Blog : leadership

The Admirable Actor-Producer: 10 Actors Who Have Run Theatres

I am an actor who also runs a theatre company, and dreams of running a theatre. Now that really should be the most natural thing in the world – in theatre, actors give life to the stories, we engage with the shows every night, how they work, how audiences respond, what works in a venue, what works in a script. And it’s something that feels very right to me – while most actors are very happy to just act (which is great), there are some of us who want to take responsibility for the whole process, to ensure the overall quality of the audience’s experience, from choosing and developing scripts, to how punters encounter the show in its marketing and the feel of the lobby, to performing one of the roles each night. We are in good company, we actor-producers – we come in a direct line from William Shakespeare himself, who of course wrote his plays for his company the King’s Men to perform at the theatre they owned and operated, The Globe, and he acted in many of them.

But even when we started out our theatre company, AboutFACE, we felt we had to be very wary, careful and transparent as actor-producers, so as not to be seen as selfishly using the presentation of plays as mere vehicles for our own careers – that we might be accused of miscasting ourselves, or putting on poor plays for an audience to see, but that still held showy roles for us that an agent or casting director might come and see. And as young actors, of course, we wanted to attack good parts, and be noticed in them. And there’s nothing wrong with an actor putting on a show as a vehicle – most one-person shows are purely that, and good luck to them. And probably most theatre companies started by actors are about that in their first show.

But once you get to producing your second, third, fourth shows, that really disappears as motivation. You understand that the truest deepest result of putting on a play is the impact it has on an audience, and if you continue a theatre company, you have to choose what works best to achieve that – the play, when you put it on, who is your creative team? Putting on a play is much too much work – we always feel it is 90% grunt work for that final 10% of performance joy – and so you have to love the play and believe in its anticipated effect on a paying audience, otherwise when the going gets tough you’d walk away. You need to love the play.

Yet, even though we rigourously chose our plays, researching and reading a huge number of scripts, and only being willing to commit to producing shows all three of us as Co-Artistic Directors believed in, we still felt the need in our early days to audition for parts in our own shows! Once we hired the director, we insisted we read for parts in the play – to show we were worthy of them, and not weak links they were forced to include! Looking back, of course it was utter madness. (And terribly stressful). But we wanted to ensure that we were being fully integrous as producers.

__Data rows__
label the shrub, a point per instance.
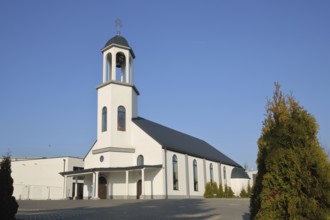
(293, 180)
(208, 191)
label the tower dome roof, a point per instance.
(119, 40)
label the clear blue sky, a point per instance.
(202, 67)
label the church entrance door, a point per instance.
(102, 188)
(139, 189)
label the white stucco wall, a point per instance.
(40, 178)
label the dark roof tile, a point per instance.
(182, 143)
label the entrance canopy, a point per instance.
(108, 169)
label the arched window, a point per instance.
(121, 118)
(104, 119)
(224, 173)
(140, 160)
(195, 175)
(175, 173)
(211, 173)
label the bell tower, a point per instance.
(117, 95)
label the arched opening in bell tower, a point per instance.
(108, 67)
(120, 67)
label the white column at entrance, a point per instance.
(96, 195)
(142, 183)
(76, 188)
(127, 192)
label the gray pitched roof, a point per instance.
(182, 143)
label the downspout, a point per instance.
(64, 189)
(166, 193)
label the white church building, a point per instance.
(135, 158)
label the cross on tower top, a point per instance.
(119, 25)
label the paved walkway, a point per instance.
(135, 209)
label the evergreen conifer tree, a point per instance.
(8, 204)
(293, 180)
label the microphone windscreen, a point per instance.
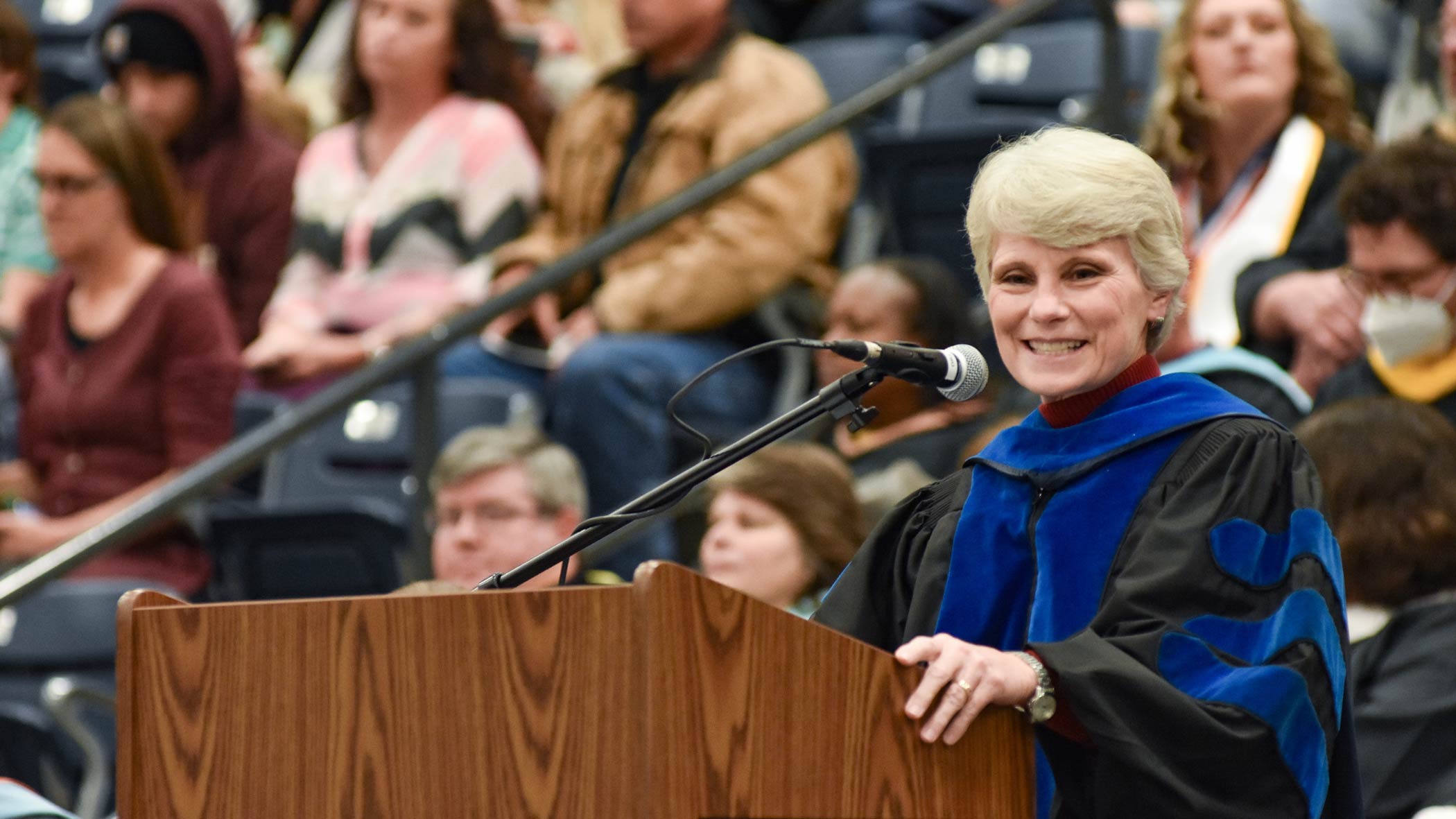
(974, 377)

__Exercise 1__
Rewrite the actor-producer blog post from "But once you" up to and including "love the play.", putting "drudgery" in place of "grunt work".
__Exercise 2__
Copy out the rows from the line with "label the evergreen" through the last line of the rows, keeping every line unchanged. Leave the pictures out.

__Answer 1__
But once you get to producing your second, third, fourth shows, that really disappears as motivation. You understand that the truest deepest result of putting on a play is the impact it has on an audience, and if you continue a theatre company, you have to choose what works best to achieve that – the play, when you put it on, who is your creative team? Putting on a play is much too much work – we always feel it is 90% drudgery for that final 10% of performance joy – and so you have to love the play and believe in its anticipated effect on a paying audience, otherwise when the going gets tough you’d walk away. You need to love the play.

__Answer 2__
label the evergreen conifer tree, a point per instance.
(8, 204)
(293, 180)
label the microphone windscreen, a point per instance.
(974, 377)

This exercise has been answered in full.